— Start Passage —
Physical buttons outperform touchscreens in new cars, test finds

The i3 interior was way ahead of its time. It still looks fresh!

Totally, the i3 has it “dialed” on the interior and on controls. I especially agree that the center console dial + elevated screen location enables eyes-on-the-road interaction.

In general I miss the haptics and control of a stick shift and the console dial fills that void a bit, as you drop your hand to it similarly without a glance.

Have you ever bothered to train on the scribble pad of the jog wheel?
I was stunned to see it exist as feature but have never bother to become proficient…
I’m. hyper-miler so the Miler/KW is what I watch. I don’t mind the switching gears I’m constantly trying to get the recharge. I think the faster one is traveling the higher the recharge.

I replaced a 6 speed Volvo C30 that I use to think was great:)

I didn’t even know you could do that! I just looked it up and will have to give it a try.

Any other brand doing this with their glove box access? Improved HF reach for the driver granted, but the UX breaks all of the sensible and traditional rules in favor of screen based interaction and agency.
— End Passage —
— Start Data —
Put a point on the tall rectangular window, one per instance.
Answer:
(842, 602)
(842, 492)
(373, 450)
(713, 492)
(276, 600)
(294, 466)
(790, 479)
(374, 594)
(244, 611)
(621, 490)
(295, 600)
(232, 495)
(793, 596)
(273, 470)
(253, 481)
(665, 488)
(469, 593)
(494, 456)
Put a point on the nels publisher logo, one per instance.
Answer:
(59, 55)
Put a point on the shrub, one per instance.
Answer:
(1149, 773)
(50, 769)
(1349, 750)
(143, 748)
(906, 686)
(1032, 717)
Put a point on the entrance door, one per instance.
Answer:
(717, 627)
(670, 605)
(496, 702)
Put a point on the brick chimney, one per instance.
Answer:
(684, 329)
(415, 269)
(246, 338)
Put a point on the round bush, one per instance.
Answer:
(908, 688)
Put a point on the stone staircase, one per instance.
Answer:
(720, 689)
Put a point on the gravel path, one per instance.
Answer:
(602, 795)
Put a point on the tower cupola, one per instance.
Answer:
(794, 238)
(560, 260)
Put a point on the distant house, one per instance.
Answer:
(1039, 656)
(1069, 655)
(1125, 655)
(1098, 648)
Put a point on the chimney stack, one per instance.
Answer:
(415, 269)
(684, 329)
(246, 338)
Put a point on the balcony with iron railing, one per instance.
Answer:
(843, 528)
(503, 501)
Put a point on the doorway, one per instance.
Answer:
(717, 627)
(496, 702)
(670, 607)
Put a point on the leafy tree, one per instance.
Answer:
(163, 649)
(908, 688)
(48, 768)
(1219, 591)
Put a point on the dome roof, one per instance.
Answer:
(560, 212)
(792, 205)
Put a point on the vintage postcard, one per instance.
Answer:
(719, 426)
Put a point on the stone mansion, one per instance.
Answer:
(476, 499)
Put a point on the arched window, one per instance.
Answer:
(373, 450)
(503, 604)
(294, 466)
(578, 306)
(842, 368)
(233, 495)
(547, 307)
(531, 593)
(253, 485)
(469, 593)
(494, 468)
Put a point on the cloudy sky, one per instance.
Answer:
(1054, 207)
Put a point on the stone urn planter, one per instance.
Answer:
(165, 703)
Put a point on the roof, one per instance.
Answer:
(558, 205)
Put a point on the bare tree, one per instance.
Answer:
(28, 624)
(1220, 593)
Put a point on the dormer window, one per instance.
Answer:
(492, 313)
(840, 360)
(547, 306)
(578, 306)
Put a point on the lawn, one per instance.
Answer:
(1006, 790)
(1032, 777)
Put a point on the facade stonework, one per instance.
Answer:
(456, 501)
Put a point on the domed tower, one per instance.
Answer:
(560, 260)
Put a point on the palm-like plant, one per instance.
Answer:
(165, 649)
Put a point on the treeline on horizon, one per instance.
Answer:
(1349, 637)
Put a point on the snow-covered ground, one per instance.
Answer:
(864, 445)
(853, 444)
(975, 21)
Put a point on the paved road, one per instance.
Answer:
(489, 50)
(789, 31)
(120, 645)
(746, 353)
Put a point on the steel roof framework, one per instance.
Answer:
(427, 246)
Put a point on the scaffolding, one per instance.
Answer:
— End Data —
What the exercise asks: Repeat the thread on car controls in full, word for word. The rows have no connection to the thread on car controls.

Written response:
Physical buttons outperform touchscreens in new cars, test finds

The i3 interior was way ahead of its time. It still looks fresh!

Totally, the i3 has it “dialed” on the interior and on controls. I especially agree that the center console dial + elevated screen location enables eyes-on-the-road interaction.

In general I miss the haptics and control of a stick shift and the console dial fills that void a bit, as you drop your hand to it similarly without a glance.

Have you ever bothered to train on the scribble pad of the jog wheel?
I was stunned to see it exist as feature but have never bother to become proficient…
I’m. hyper-miler so the Miler/KW is what I watch. I don’t mind the switching gears I’m constantly trying to get the recharge. I think the faster one is traveling the higher the recharge.

I replaced a 6 speed Volvo C30 that I use to think was great:)

I didn’t even know you could do that! I just looked it up and will have to give it a try.

Any other brand doing this with their glove box access? Improved HF reach for the driver granted, but the UX breaks all of the sensible and traditional rules in favor of screen based interaction and agency.